Activity
All of the data needs to be repeated exactly.

------------------------

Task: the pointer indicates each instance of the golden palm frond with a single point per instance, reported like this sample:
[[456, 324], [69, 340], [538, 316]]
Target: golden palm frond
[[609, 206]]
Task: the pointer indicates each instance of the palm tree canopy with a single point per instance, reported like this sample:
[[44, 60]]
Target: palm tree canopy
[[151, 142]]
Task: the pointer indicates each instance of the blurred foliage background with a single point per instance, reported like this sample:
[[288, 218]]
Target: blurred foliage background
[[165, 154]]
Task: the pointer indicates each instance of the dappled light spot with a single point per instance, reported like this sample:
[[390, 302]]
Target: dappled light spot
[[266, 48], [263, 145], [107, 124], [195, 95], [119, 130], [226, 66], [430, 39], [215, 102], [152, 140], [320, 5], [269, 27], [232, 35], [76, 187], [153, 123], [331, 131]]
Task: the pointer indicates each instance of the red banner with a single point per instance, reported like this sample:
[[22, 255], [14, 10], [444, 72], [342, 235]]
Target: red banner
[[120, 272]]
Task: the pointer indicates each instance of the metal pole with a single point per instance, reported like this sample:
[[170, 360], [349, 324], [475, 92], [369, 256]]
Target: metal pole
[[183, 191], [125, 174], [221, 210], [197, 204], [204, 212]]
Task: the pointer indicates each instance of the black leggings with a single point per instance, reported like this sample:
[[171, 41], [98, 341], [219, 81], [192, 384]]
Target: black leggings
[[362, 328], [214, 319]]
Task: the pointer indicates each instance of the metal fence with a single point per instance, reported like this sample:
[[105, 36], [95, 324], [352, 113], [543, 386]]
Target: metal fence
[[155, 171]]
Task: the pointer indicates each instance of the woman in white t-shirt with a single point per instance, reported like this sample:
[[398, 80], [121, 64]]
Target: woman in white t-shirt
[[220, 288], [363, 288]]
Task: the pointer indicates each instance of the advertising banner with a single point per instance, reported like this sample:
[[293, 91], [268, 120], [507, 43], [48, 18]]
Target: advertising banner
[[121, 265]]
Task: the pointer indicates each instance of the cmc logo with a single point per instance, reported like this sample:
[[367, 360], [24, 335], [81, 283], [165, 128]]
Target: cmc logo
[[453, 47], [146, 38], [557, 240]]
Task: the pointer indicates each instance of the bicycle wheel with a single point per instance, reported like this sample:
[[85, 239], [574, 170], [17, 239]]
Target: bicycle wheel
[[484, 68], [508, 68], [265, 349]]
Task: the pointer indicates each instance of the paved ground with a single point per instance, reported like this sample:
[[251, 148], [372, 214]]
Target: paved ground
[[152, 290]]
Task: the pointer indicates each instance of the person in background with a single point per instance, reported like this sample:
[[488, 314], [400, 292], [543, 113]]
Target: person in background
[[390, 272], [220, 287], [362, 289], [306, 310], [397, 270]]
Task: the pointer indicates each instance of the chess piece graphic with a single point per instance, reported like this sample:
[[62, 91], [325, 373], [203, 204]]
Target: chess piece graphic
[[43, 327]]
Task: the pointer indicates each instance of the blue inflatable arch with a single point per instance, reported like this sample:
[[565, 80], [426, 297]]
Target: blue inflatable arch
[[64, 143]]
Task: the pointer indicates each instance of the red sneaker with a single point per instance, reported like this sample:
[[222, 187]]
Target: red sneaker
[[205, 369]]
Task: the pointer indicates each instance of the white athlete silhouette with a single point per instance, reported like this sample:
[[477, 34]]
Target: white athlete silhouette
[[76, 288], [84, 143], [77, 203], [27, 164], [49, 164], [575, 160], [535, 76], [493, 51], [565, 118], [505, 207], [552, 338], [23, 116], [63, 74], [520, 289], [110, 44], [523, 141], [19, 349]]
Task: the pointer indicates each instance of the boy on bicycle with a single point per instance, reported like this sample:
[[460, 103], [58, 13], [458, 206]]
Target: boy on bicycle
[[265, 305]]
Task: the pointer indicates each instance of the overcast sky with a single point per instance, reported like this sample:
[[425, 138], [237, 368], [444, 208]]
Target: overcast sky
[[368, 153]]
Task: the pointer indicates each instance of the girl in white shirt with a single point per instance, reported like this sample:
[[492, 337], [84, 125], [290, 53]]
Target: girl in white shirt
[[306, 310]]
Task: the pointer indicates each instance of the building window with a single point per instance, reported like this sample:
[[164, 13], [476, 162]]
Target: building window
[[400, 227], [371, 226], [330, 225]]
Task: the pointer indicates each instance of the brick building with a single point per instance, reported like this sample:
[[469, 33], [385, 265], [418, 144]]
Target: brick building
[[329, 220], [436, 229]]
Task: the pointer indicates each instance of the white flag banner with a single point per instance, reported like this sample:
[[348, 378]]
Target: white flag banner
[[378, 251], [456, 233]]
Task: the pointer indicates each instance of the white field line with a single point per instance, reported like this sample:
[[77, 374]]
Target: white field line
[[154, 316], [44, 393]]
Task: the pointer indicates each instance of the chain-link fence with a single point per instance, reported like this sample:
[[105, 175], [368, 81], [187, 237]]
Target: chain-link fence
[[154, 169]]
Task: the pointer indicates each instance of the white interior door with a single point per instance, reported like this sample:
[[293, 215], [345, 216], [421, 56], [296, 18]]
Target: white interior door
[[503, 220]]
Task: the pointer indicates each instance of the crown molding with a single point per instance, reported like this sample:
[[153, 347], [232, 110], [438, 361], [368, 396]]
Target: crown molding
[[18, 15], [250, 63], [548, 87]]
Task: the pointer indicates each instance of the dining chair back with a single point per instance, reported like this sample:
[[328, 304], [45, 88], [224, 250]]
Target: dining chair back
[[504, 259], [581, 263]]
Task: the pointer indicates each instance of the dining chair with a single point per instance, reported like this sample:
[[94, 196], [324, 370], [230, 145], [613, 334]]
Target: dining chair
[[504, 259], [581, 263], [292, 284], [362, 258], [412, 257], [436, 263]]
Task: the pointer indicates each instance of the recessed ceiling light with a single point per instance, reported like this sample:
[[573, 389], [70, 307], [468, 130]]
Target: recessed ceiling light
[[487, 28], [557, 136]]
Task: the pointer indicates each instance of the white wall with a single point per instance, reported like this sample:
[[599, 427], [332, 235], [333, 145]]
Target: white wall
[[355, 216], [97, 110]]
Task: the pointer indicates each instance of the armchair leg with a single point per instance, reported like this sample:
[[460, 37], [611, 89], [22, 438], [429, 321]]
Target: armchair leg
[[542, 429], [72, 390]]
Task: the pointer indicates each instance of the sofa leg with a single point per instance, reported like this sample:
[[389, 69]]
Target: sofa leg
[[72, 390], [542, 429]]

------------------------

Expected answer
Task: the pointer indicates each instance of the golden palm frond with a single point per instance, reported like this sample:
[[456, 324], [69, 340], [538, 316]]
Target: golden palm frond
[[609, 206]]
Task: the pointer indicates each instance of the palm tree canopy with a single point per instance, reported like this sample:
[[44, 60]]
Target: palm tree canopy
[[151, 142]]
Task: the pointer indicates each instance of the blurred foliage background with a single point per instance, reported like this sample:
[[288, 218]]
Target: blurred foliage background
[[165, 154]]
Task: the pointer indicates each instance of the dappled light spot with a single point per instance, reported like this sample:
[[390, 302]]
Target: dappled light spot
[[266, 48], [263, 145], [107, 124], [195, 95], [119, 130], [226, 66], [430, 39], [215, 102], [152, 140], [320, 5], [269, 27], [232, 35], [76, 187], [153, 123], [331, 131]]
Task: the pointer indicates each instance of the red banner with a single point per instance, reported like this sample:
[[22, 255], [14, 10], [444, 72], [342, 235]]
Target: red banner
[[120, 272]]
Task: the pointer indicates each instance of the metal pole with a single point per instance, reported like this sample:
[[170, 360], [349, 324], [475, 92], [369, 256]]
Target: metal pole
[[183, 191], [125, 174], [221, 210], [197, 204], [204, 212]]
Task: the pointer indicates each instance of the black leggings with a single point per instance, reported like this sample:
[[171, 41], [98, 341], [219, 81], [192, 384]]
Target: black leggings
[[362, 328], [214, 319]]
Task: the pointer indicates each instance of the metal fence with a single point per instance, reported like this sample:
[[105, 36], [95, 324], [352, 113], [543, 386]]
Target: metal fence
[[155, 171]]
Task: the pointer indicates each instance of the woman in white t-shirt with a single point per instance, reported like this sample:
[[398, 80], [121, 64]]
Target: woman in white t-shirt
[[220, 288], [363, 288]]
Task: the pointer indicates each instance of the advertising banner with a single point per instance, reported like this sample:
[[293, 91], [268, 120], [507, 43], [48, 18]]
Target: advertising banner
[[121, 265]]
Task: the pointer indicates each instance of the cmc logo with a single point per instance, reported like this sample:
[[367, 360], [24, 335], [81, 283], [165, 128]]
Target: cmc logo
[[453, 47], [146, 38], [557, 240]]
Task: the pointer indicates each instance of the bicycle wheel with a single point per instance, reported like this sample:
[[85, 239], [574, 170], [17, 239]]
Target: bicycle wheel
[[484, 68], [508, 68], [265, 349]]
Task: the pointer indicates each instance of the paved ground with a single point per instance, reported like this sample:
[[251, 148], [372, 214]]
Target: paved ground
[[152, 290]]
Task: the pointer indicates each instance of the person in background with a single point per instance, reported like this sample:
[[488, 314], [400, 292], [543, 113]]
Target: person in background
[[390, 272], [220, 287], [362, 289], [306, 310], [397, 270]]
Task: the pointer indicates each instance of the chess piece graphic with a single point per instance, reported like this sample:
[[62, 91], [325, 373], [203, 204]]
Target: chess piece graphic
[[43, 327]]
Task: the pointer indicates each instance of the blue inflatable arch with a single point per instance, reported like this sample:
[[565, 80], [426, 297]]
Target: blue inflatable arch
[[64, 143]]
Task: the pointer indicates each instance of the red sneaker with a single point per instance, reported like this sample:
[[222, 187]]
Target: red sneaker
[[205, 369]]
Task: the pointer indicates each instance of the white athlete silhouette with a single point per instance, reported like this sample:
[[477, 34]]
Target: white athlete silhouette
[[76, 288], [84, 143], [77, 203], [27, 164], [49, 164], [575, 160], [535, 76], [493, 51], [565, 118], [505, 207], [552, 338], [23, 116], [63, 74], [520, 289], [110, 44], [523, 141], [19, 349]]
Task: the pointer indicates each instance of the boy on bicycle with a single point per instance, reported like this sample:
[[460, 103], [58, 13], [458, 206]]
Target: boy on bicycle
[[265, 305]]
Task: the pointer indicates each instance of the overcast sky with a single point per instance, reported like this sample:
[[425, 138], [237, 368], [444, 208]]
Target: overcast sky
[[368, 153]]
Task: the pointer indicates each instance of the girl in white shirt with a single point per instance, reported like this sample:
[[492, 337], [84, 125], [290, 53]]
Target: girl in white shirt
[[306, 310]]
Task: the pointer indicates each instance of the building window with a single point per instance, reported like this sample:
[[164, 13], [476, 162]]
Target: building window
[[400, 227], [371, 226], [330, 225]]
Task: the pointer indicates each instance of the brick building with a single point per instance, reported like this sample:
[[469, 33], [385, 265], [418, 144]]
Target: brick building
[[329, 220], [436, 229]]
Task: the pointer indicates each instance of the white flag banner with a single point per instance, reported like this sample:
[[348, 378]]
Target: white flag banner
[[378, 251], [456, 233]]
Task: the pointer indicates each instance of the white field line with a single point per instance, reported like this sample:
[[77, 374]]
Target: white field line
[[154, 316], [44, 393]]
Task: the pointer indicates each instance of the chain-link fence with a single point per instance, reported like this sample:
[[105, 175], [368, 81], [187, 237]]
Target: chain-link fence
[[154, 169]]
Task: the pointer indicates each instance of the white interior door with a single point per instance, reported like this sample:
[[293, 215], [345, 216], [421, 56], [296, 18]]
Target: white interior door
[[503, 220]]
Task: the pointer indicates each instance of the crown molding with a single point per instance, reported like this sample:
[[153, 347], [232, 110], [438, 361], [368, 396]]
Target: crown molding
[[18, 15], [250, 63], [548, 87]]
Task: the pointer indicates each instance of the dining chair back with a single point per instance, reported like this sample:
[[328, 304], [45, 88], [224, 250]]
Target: dining chair back
[[504, 259], [581, 263]]
Task: the pointer indicates each instance of the dining chair with a single point per instance, reported like this sample:
[[94, 196], [324, 370], [230, 145], [613, 334]]
Target: dining chair
[[504, 259], [581, 263], [292, 284], [362, 258], [412, 257], [436, 263]]
Task: the pointer indicates each instance of the recessed ceiling light with a single point per instance, reported like this sample:
[[573, 389], [70, 307], [468, 130]]
Target: recessed ceiling light
[[487, 28], [557, 136]]
Task: the pointer indicates each instance of the white wall with a single point per instance, reported like this sample:
[[599, 427], [332, 235], [333, 145]]
Target: white wall
[[355, 216], [97, 110]]
Task: the pointer indicates each instance of the armchair leg with a single point per instance, reported like this sample:
[[460, 37], [611, 89], [22, 438], [429, 321]]
Target: armchair leg
[[542, 429], [72, 390]]
Task: the pointer indicates each instance of the sofa leg with a single point per instance, reported like this sample:
[[389, 69]]
Target: sofa leg
[[72, 390], [542, 429]]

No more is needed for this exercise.